ISTRUZIONI
**1)** Nel testo sul ciclo della Segnatura, quale approccio è sembrato il metodo analitico più adatto per quel ciclo?
**2)** Riporta fedelmente il passo del testo sul ciclo della Segnatura compreso tra "Si evince quale" e "forme di conoscenza.", estremi inclusi.

SEZIONE DEL TESTO
★ ★ ★ ★ ★

Si evince quale possa essere il contributo alla lettura dell’opera d’arte offerto dal dialogo con le discipline cognitiviste e fisicaliste, sempre che si superi l’allettante richiamo del riduzionismo: se conoscere le dinamiche percettive che si attivano di fronte all’opera di Raffaello permette di comprenderla più a fondo, il suo universo spazio-temporale non si potrà mai ridurre a esse (uno degli assunti derivanti dalla consapevolezza della mereologica: il tutto non è mai riducibile alla somma delle sue parti), ma anzi rimarrà una sfida aperta, e terreno ideale in cui esperire nuove forme di conoscenza.
Questo anche il compito che si pone la storia dell’arte con i diversi approcci, e se per quello iconografico abbiamo visto quanto sia importante introdurre la categoria della percezione, per quello iconologico sarà altrettanto basilare trovare un metodo critico che corrisponda al contenuto dell’opera (come per leggere i caratteri cuneiformi bisogna pensare in maniera cuneiforme, cioè olistica, mentre per la scrittura bisogna ragionare in termini sequenziali, o seriali, l’analisi iconologica deve tener conto della semantica dell’opera e adottare l’analisi che meglio la sappia interpretare, legandosi non solo alla contestualizzazione storico-critica, ma a un vero e proprio universo teoretico di volta in volta adeguato a comprenderla). E’ in questo senso che per il ciclo della Segnatura, così come per tutte le opere che richiedono una lettura per parti (o fasi) che devono essere riportate a una superiore unità, il metodo analitico più adatto è sembrato essere quello offerto dall’approccio ermeneutico. Oltre alla vocazione teoretica di interpretare fenomeni legati al tempo (e quindi allo spazio), ha offerto, nel caso della Segnatura, una preziosa messe di categorie critiche per affrontare il problema della metafisica e la teoria delle Idee.

★ ★ ★ ★ ★

Elementi archiviati

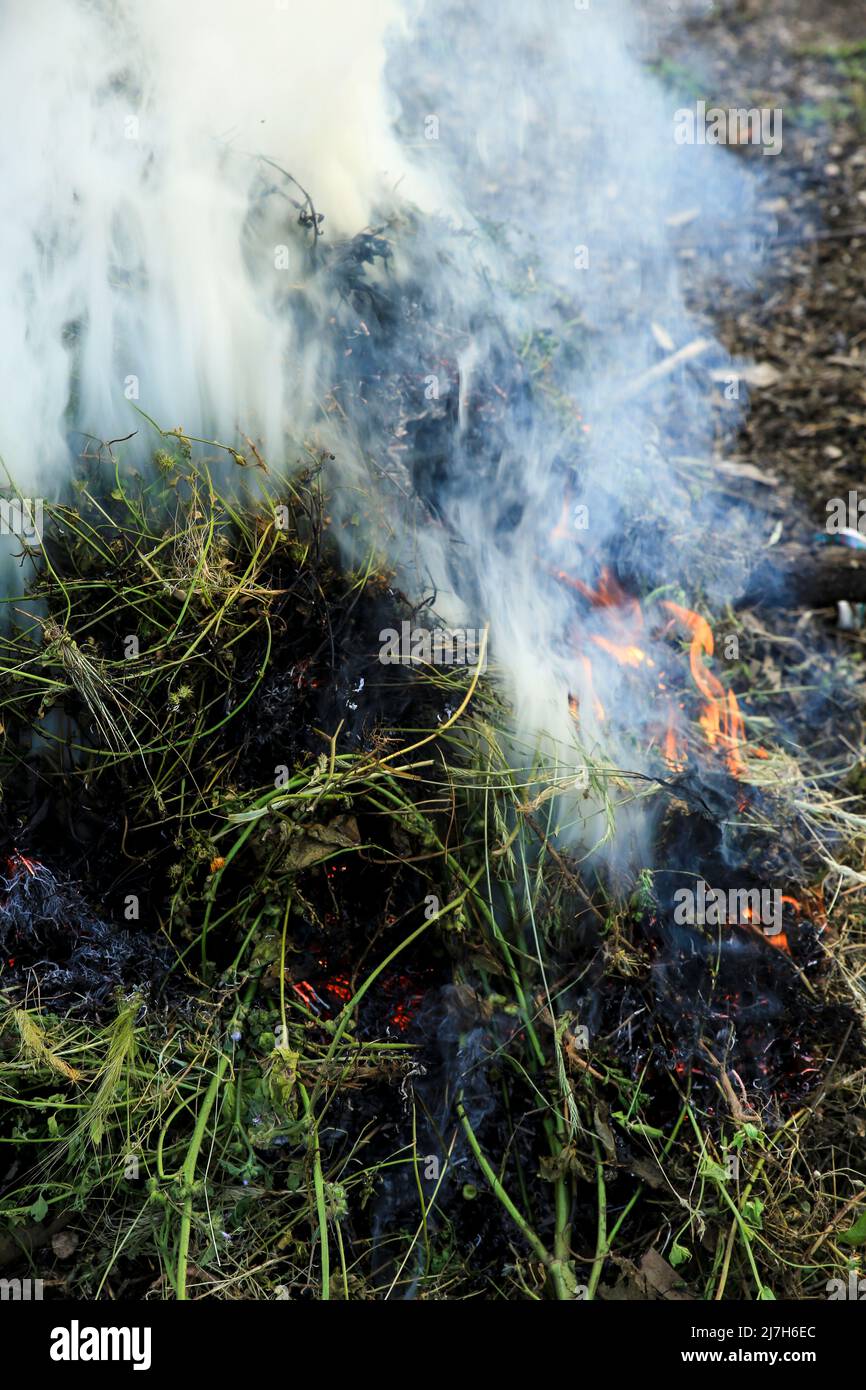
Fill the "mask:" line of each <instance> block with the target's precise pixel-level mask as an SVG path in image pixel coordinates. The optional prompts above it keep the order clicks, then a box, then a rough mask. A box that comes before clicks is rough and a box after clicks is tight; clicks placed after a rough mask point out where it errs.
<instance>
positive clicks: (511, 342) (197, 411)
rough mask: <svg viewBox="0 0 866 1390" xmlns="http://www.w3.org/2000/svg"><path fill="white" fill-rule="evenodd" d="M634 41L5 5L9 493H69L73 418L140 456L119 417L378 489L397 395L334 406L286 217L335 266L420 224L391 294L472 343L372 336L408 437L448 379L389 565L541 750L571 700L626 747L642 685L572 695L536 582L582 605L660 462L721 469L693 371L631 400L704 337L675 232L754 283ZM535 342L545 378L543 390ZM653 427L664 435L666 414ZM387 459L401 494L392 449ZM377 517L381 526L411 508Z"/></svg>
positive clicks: (481, 13)
mask: <svg viewBox="0 0 866 1390" xmlns="http://www.w3.org/2000/svg"><path fill="white" fill-rule="evenodd" d="M638 18H639V15H638ZM639 38H641V36H639V24H638V22H637V19H635V14H634V13H632V8H631V7H628V6H626V4H621V3H617V0H605V3H602V0H591V3H588V4H587V6H584V4H574V3H571V0H537V3H532V4H525V3H518V0H505V3H493V0H478V3H477V4H474V6H471V7H463V6H456V4H448V3H438V4H431V3H418V4H411V6H410V7H402V6H399V3H398V0H367V3H364V4H357V3H354V0H317V3H314V4H306V3H300V0H286V3H282V0H183V3H177V0H174V3H172V0H42V3H40V4H39V6H33V4H31V3H28V0H6V3H4V6H3V10H1V18H0V132H1V136H0V138H1V140H3V145H4V158H3V167H4V189H6V215H4V218H3V221H1V222H0V378H1V379H3V382H4V409H3V416H1V420H0V456H1V457H3V460H4V463H6V467H7V468H8V471H10V474H11V475H13V477H14V478H15V481H17V484H18V485H21V486H24V489H25V491H28V489H29V491H33V489H36V488H39V489H42V491H43V492H44V495H47V496H57V495H58V493H60V491H61V488H63V481H64V478H65V477H67V475H68V471H70V459H71V452H75V449H76V448H79V442H81V436H79V435H76V431H79V432H82V435H92V436H95V438H96V439H108V438H117V436H121V435H125V434H128V432H129V431H131V430H133V428H136V427H139V425H140V424H142V421H140V417H138V416H136V414H135V411H133V410H132V409H131V403H136V404H139V406H140V409H142V410H143V411H146V413H147V416H150V417H152V418H153V420H156V421H157V423H158V424H160V425H161V427H165V428H170V427H174V425H178V424H182V427H183V430H185V431H186V432H188V434H190V435H199V436H203V438H209V439H210V438H217V439H221V441H224V442H225V443H229V445H236V443H238V442H239V439H240V438H242V435H240V431H243V434H247V435H250V436H253V438H254V439H257V441H259V443H260V448H261V449H263V452H264V453H265V456H268V457H271V459H272V460H274V461H278V463H279V461H282V460H284V459H285V457H286V453H289V443H288V441H289V439H292V438H295V439H296V438H297V436H299V435H302V434H304V432H307V431H313V430H317V428H320V430H322V431H324V434H322V438H327V439H328V442H329V443H331V446H332V448H334V452H335V453H336V456H338V473H339V470H341V468H342V477H343V480H349V481H350V482H352V485H353V486H359V485H363V484H364V480H367V481H368V484H370V486H371V488H375V486H378V481H377V480H379V478H382V477H385V478H388V477H391V480H392V481H393V470H391V463H393V460H395V459H399V452H400V449H403V450H406V445H405V442H403V443H400V442H399V439H398V438H396V432H398V431H396V427H398V425H399V424H400V421H399V420H396V418H395V420H389V417H388V413H386V410H385V409H384V407H382V409H381V410H379V411H378V414H377V413H373V414H371V416H370V421H368V420H364V418H353V417H352V413H349V418H348V420H346V423H345V425H341V424H338V423H335V417H334V416H331V417H329V418H328V421H324V420H322V418H321V413H322V411H321V404H322V398H324V395H325V392H328V391H329V389H331V386H332V385H334V378H335V373H336V367H338V366H339V364H338V361H336V359H335V357H334V356H332V353H331V349H327V347H324V346H322V343H324V342H325V338H327V335H325V334H324V331H320V329H322V328H324V324H325V320H327V318H328V316H329V313H331V307H332V306H331V304H329V303H328V299H327V286H322V285H321V284H320V282H318V281H316V277H311V275H310V263H309V256H306V253H304V249H303V243H302V240H299V235H297V221H299V208H297V206H296V204H300V213H302V215H307V231H310V218H311V217H314V214H322V215H324V218H325V221H324V224H322V232H324V240H325V242H327V243H328V245H332V243H335V242H341V239H349V238H352V236H353V234H357V232H360V231H361V229H363V228H366V227H368V225H371V224H374V222H381V221H382V220H384V218H386V217H388V214H389V213H391V211H392V210H393V208H400V207H403V208H405V210H407V211H409V210H411V208H418V207H420V208H421V217H420V220H416V224H414V225H416V228H418V227H420V229H417V231H416V232H414V234H413V236H411V238H410V242H409V245H406V246H402V247H399V249H396V254H395V256H393V257H392V261H391V268H389V271H388V275H389V277H391V281H392V284H395V282H396V284H398V285H399V284H400V281H403V282H405V284H406V285H407V286H411V295H413V296H414V297H416V299H417V302H418V303H420V304H423V316H421V317H424V320H425V321H427V324H428V327H430V328H431V329H432V336H434V338H435V335H436V334H439V332H441V336H442V338H445V336H448V338H449V339H450V342H452V343H457V345H459V347H456V349H455V353H453V360H452V361H450V364H449V366H446V367H445V368H441V367H439V366H438V364H436V361H435V360H432V357H431V359H427V357H425V356H424V352H425V350H427V349H425V347H424V343H427V345H428V346H430V341H431V336H430V335H428V336H427V338H424V336H423V335H418V338H417V339H414V341H413V338H411V335H410V334H407V332H400V334H399V335H396V338H395V336H393V335H391V336H389V338H388V341H386V342H385V341H384V339H381V338H377V334H375V331H374V332H373V343H371V347H370V349H368V350H370V352H373V354H374V357H375V353H377V350H378V352H381V360H379V363H378V367H379V370H381V371H382V373H386V371H391V370H400V371H402V373H403V374H405V375H414V378H416V379H417V382H418V392H417V410H416V417H417V421H421V424H424V417H425V413H428V411H427V406H425V396H424V389H423V384H424V382H425V381H428V379H430V378H431V377H434V378H436V379H438V375H439V374H442V396H441V398H439V406H438V410H439V414H441V416H443V417H445V418H443V420H439V424H441V425H442V428H443V430H445V434H443V435H442V438H443V439H445V441H446V448H445V455H446V456H445V459H443V460H439V459H436V460H434V463H431V471H430V477H427V481H425V484H424V482H423V484H420V492H421V496H423V500H424V503H430V505H431V509H432V510H431V512H428V513H427V520H428V524H425V525H423V527H421V530H420V531H417V530H413V535H411V546H403V549H405V550H411V557H413V559H411V563H410V564H409V569H407V570H406V584H407V585H409V587H411V585H413V584H414V585H416V589H417V592H420V589H421V588H423V587H424V585H425V584H430V587H431V588H434V589H435V592H436V607H438V612H439V613H441V614H442V616H443V617H445V619H446V620H450V621H459V620H460V617H466V616H470V614H471V617H473V619H474V620H475V621H478V623H481V621H487V620H489V621H491V634H492V644H493V656H495V659H496V662H498V664H499V666H500V667H502V669H503V670H505V673H506V677H507V684H509V689H510V694H512V695H513V699H514V703H516V713H517V721H518V726H520V728H521V730H523V731H524V733H527V734H528V735H530V737H532V735H535V734H537V733H538V731H541V730H545V731H546V734H548V735H550V738H552V739H553V741H555V742H557V744H560V745H563V746H566V748H569V746H571V742H573V738H574V721H573V720H571V717H570V713H569V695H570V694H574V695H575V696H577V698H578V699H580V708H581V712H582V713H581V724H582V727H581V737H582V738H584V741H587V739H589V742H592V739H594V738H599V739H601V738H602V730H601V727H599V723H601V721H599V720H596V719H595V716H594V696H598V698H599V699H601V703H602V705H603V706H605V708H606V709H616V710H617V717H619V726H620V727H621V728H623V730H627V728H628V727H630V724H631V726H634V719H632V710H631V709H630V703H628V701H630V696H628V691H627V687H628V680H627V677H628V673H627V671H626V673H623V671H621V670H619V669H613V667H612V669H607V667H603V666H599V670H598V674H596V677H595V680H596V687H595V689H591V688H589V687H588V684H587V671H585V664H584V663H581V660H580V657H578V655H577V651H575V645H574V642H573V641H571V631H573V627H574V599H573V592H569V591H567V589H566V588H563V585H557V584H556V582H555V581H553V580H552V578H550V570H552V569H553V570H556V569H560V567H562V569H563V570H567V573H569V574H570V575H571V577H574V578H578V580H580V581H582V582H585V584H587V585H589V587H591V585H594V584H595V582H596V580H598V570H599V563H601V562H603V559H605V556H606V555H609V552H610V549H612V546H614V545H617V543H619V541H620V538H621V537H623V535H624V534H626V532H627V530H628V525H627V523H634V518H635V517H641V516H645V518H646V528H645V530H646V534H649V532H651V531H652V534H653V535H656V531H657V525H656V523H662V521H664V502H666V496H667V495H669V493H670V491H671V489H673V474H671V473H670V470H669V466H667V463H666V453H670V450H671V448H673V449H674V450H676V449H677V448H681V449H683V450H684V452H692V453H695V452H706V450H708V449H709V445H710V439H712V430H713V420H712V411H710V406H709V400H708V389H706V378H705V379H698V378H696V377H695V375H692V374H691V371H689V368H688V367H683V368H681V370H678V371H676V373H671V374H670V375H669V377H663V378H660V379H659V381H657V382H653V384H652V386H651V389H649V391H645V389H635V384H638V385H639V384H641V381H642V379H644V374H645V373H648V371H649V370H651V368H653V367H655V364H656V363H657V360H659V345H657V336H659V331H660V332H662V335H663V336H664V338H666V339H669V341H670V343H671V345H673V346H674V347H684V346H687V345H689V343H692V342H694V341H695V338H696V336H706V335H708V334H712V331H710V329H708V325H706V324H695V322H694V321H692V317H691V316H689V313H688V310H687V306H685V297H684V291H683V286H681V275H680V265H681V263H680V260H678V256H677V249H676V240H674V234H673V231H671V227H676V225H677V221H678V218H681V215H683V214H684V213H687V214H688V217H689V218H692V220H696V225H698V227H699V228H701V229H702V232H703V242H705V246H709V247H710V252H712V256H710V264H712V268H713V272H716V274H719V275H731V277H738V278H742V279H748V275H749V270H751V265H752V257H753V249H752V245H751V239H749V235H748V228H749V197H751V190H749V183H748V181H746V179H745V178H744V177H742V175H741V174H740V172H738V171H734V161H733V160H731V158H730V156H726V153H724V152H719V150H714V149H706V147H703V149H689V147H684V146H681V145H677V143H676V142H674V138H673V107H674V103H673V101H671V99H670V97H669V96H666V95H664V93H663V92H662V90H660V88H659V86H657V85H656V83H655V82H653V79H652V78H651V76H648V74H646V71H645V68H644V67H642V64H641V61H639V58H638V57H637V56H635V49H637V46H638V44H639ZM268 161H270V163H268ZM275 167H278V168H275ZM279 170H282V171H288V172H289V174H291V175H292V177H293V179H295V182H291V181H288V179H286V178H285V177H284V174H281V172H279ZM307 196H309V199H310V202H307ZM291 199H295V203H292V202H291ZM434 214H442V217H441V220H438V218H436V217H435V215H434ZM281 249H282V252H284V253H285V257H286V260H285V261H282V263H281V261H279V254H281ZM286 261H288V274H286ZM527 267H530V268H528V270H527ZM304 286H306V289H304ZM310 286H311V288H310ZM302 291H303V293H302ZM410 297H411V296H410ZM413 302H414V300H413ZM311 304H313V314H310V306H311ZM316 313H318V314H320V322H317V320H316ZM342 313H343V316H345V314H346V313H349V314H352V313H353V309H352V306H350V304H349V309H348V310H346V306H343V310H342ZM360 317H361V316H360V313H357V318H359V324H360ZM574 322H578V324H580V334H578V338H580V343H581V347H580V350H573V352H571V356H569V354H567V353H566V352H564V349H562V346H559V347H557V346H556V342H557V339H556V331H557V328H562V327H563V325H567V324H571V325H574ZM361 329H363V332H364V334H367V332H368V325H367V324H366V322H363V324H360V327H359V334H360V331H361ZM653 329H655V334H653ZM548 331H549V332H550V335H552V343H553V346H552V347H550V356H552V363H553V366H552V370H550V374H549V378H548V379H545V373H544V371H541V373H539V374H537V379H535V382H534V385H530V381H528V378H530V375H531V371H530V363H531V361H532V352H535V350H537V347H538V343H537V341H535V339H537V335H539V334H542V332H548ZM562 336H563V338H566V336H567V335H566V334H564V332H563V334H562ZM431 352H432V349H431ZM713 352H714V357H713ZM413 353H414V359H413ZM702 357H703V359H705V360H706V357H708V353H706V350H705V352H703V353H702ZM709 357H710V360H714V361H716V363H719V361H723V360H724V357H723V354H721V353H720V350H719V349H714V350H710V352H709ZM503 361H505V363H506V367H505V368H503V373H505V377H510V381H509V382H506V388H505V389H503V391H502V396H503V399H505V402H506V403H505V406H503V409H502V413H500V417H499V418H498V420H496V423H495V431H493V434H495V443H489V436H491V432H489V431H488V430H487V424H485V421H484V418H478V413H477V404H478V395H480V392H482V391H487V392H489V391H495V389H496V388H498V385H499V382H498V373H499V370H500V364H502V363H503ZM521 363H525V379H524V381H523V382H521V381H520V377H518V367H520V364H521ZM342 370H343V368H342V367H341V371H342ZM524 388H525V389H524ZM449 393H450V396H452V403H453V411H452V418H450V420H449V418H448V399H449ZM567 400H570V402H571V409H569V406H567ZM443 402H445V404H443ZM574 402H580V407H581V414H580V416H577V414H575V411H574V409H573V406H574ZM671 406H673V409H671ZM430 414H431V418H432V417H434V416H435V414H436V411H430ZM671 414H673V417H674V418H676V420H677V430H676V438H671V436H670V432H669V434H667V436H664V434H663V431H660V428H659V425H657V423H656V421H657V420H666V421H670V418H671ZM417 421H416V423H417ZM585 421H591V430H589V431H587V428H585V424H584V423H585ZM370 423H373V424H374V425H375V428H377V430H378V434H379V438H378V441H377V445H375V446H377V448H378V450H379V455H381V457H379V459H378V460H377V459H374V460H373V464H375V466H374V467H371V446H370V428H368V427H370ZM434 423H435V421H434ZM388 428H392V430H393V431H395V434H393V435H392V438H386V436H385V435H386V431H388ZM341 430H342V431H343V434H342V438H341ZM403 435H405V431H403V430H402V427H400V438H403ZM480 441H481V442H480ZM392 446H393V448H392ZM410 448H411V446H410ZM395 449H396V452H395ZM400 467H402V468H403V471H405V474H406V477H407V478H409V481H411V478H413V474H411V466H409V467H407V464H406V459H405V457H403V459H402V460H400ZM431 480H432V481H431ZM414 481H416V484H417V482H418V480H417V477H416V478H414ZM425 488H427V491H424V489H425ZM574 489H577V493H575V492H574ZM396 491H398V492H399V491H400V489H399V488H398V489H396ZM403 491H405V489H403ZM432 493H435V496H434V495H432ZM575 500H580V503H581V505H584V506H585V507H587V513H588V517H589V525H588V530H587V534H585V535H578V534H575V532H570V531H569V528H567V527H566V531H564V534H560V535H557V538H556V539H555V541H550V532H552V530H553V527H555V525H556V523H557V520H559V518H560V516H562V514H563V506H564V505H566V503H567V505H570V503H571V502H575ZM423 510H424V509H421V512H423ZM395 517H396V520H395V523H393V525H395V530H396V531H398V532H399V530H400V527H402V525H407V521H406V514H402V516H400V513H399V512H395ZM680 520H681V518H680ZM714 520H716V518H714V516H713V513H712V512H710V510H708V509H706V507H703V503H702V502H701V499H699V498H696V499H695V505H694V509H692V512H691V513H689V517H688V527H689V528H691V537H689V538H687V541H685V543H684V546H683V548H681V549H680V550H678V549H677V548H676V546H670V555H666V553H662V555H659V549H662V552H664V541H662V542H659V541H657V539H653V542H652V546H651V543H649V542H648V546H646V552H645V550H644V549H642V546H641V543H639V542H634V539H632V541H630V549H628V559H630V562H631V563H632V566H634V570H635V573H637V574H638V575H641V574H642V571H644V567H645V566H646V557H648V552H649V549H653V557H652V566H651V567H649V569H648V573H651V577H652V578H653V580H657V578H659V577H663V578H670V580H671V581H678V580H681V578H683V575H684V574H685V573H687V571H688V570H689V569H691V566H692V563H694V566H698V564H699V559H701V555H702V548H703V537H705V535H706V532H708V528H710V527H712V525H713V524H714ZM416 521H417V517H416ZM667 521H670V517H667ZM678 524H680V521H677V523H676V525H678ZM653 527H656V530H655V531H653ZM674 528H676V527H674ZM630 534H631V535H632V534H634V528H632V531H631V532H630ZM638 534H639V532H638ZM393 557H395V563H398V562H400V559H402V556H400V549H399V548H398V549H395V556H393ZM705 580H706V582H708V587H709V588H710V591H712V592H713V594H714V596H716V598H727V596H730V595H731V594H733V592H734V591H735V588H737V582H738V574H737V571H735V567H731V566H726V564H724V563H723V564H721V567H720V573H713V574H709V575H705ZM584 621H585V626H587V630H588V628H589V627H591V624H592V621H595V620H594V619H592V616H589V617H585V619H584ZM584 635H587V634H584ZM599 681H601V682H602V688H598V682H599ZM603 737H605V739H606V744H607V755H609V756H612V758H614V759H616V758H620V756H621V758H624V759H630V760H631V762H632V765H634V759H635V751H634V748H628V749H626V744H624V742H623V741H621V739H620V741H619V742H617V735H616V731H614V728H613V726H610V724H609V727H607V728H606V731H605V734H603ZM612 741H613V742H612ZM638 770H644V767H642V766H638Z"/></svg>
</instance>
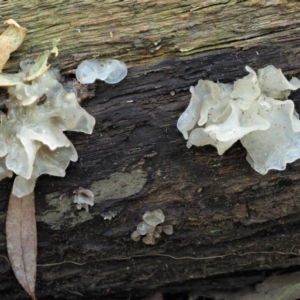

★ ★ ★ ★ ★

RISULTATI IN ORDINE
**1)** L'approccio ermeneutico.

**2)**
Si evince quale possa essere il contributo alla lettura dell’opera d’arte offerto dal dialogo con le discipline cognitiviste e fisicaliste, sempre che si superi l’allettante richiamo del riduzionismo: se conoscere le dinamiche percettive che si attivano di fronte all’opera di Raffaello permette di comprenderla più a fondo, il suo universo spazio-temporale non si potrà mai ridurre a esse (uno degli assunti derivanti dalla consapevolezza della mereologica: il tutto non è mai riducibile alla somma delle sue parti), ma anzi rimarrà una sfida aperta, e terreno ideale in cui esperire nuove forme di conoscenza.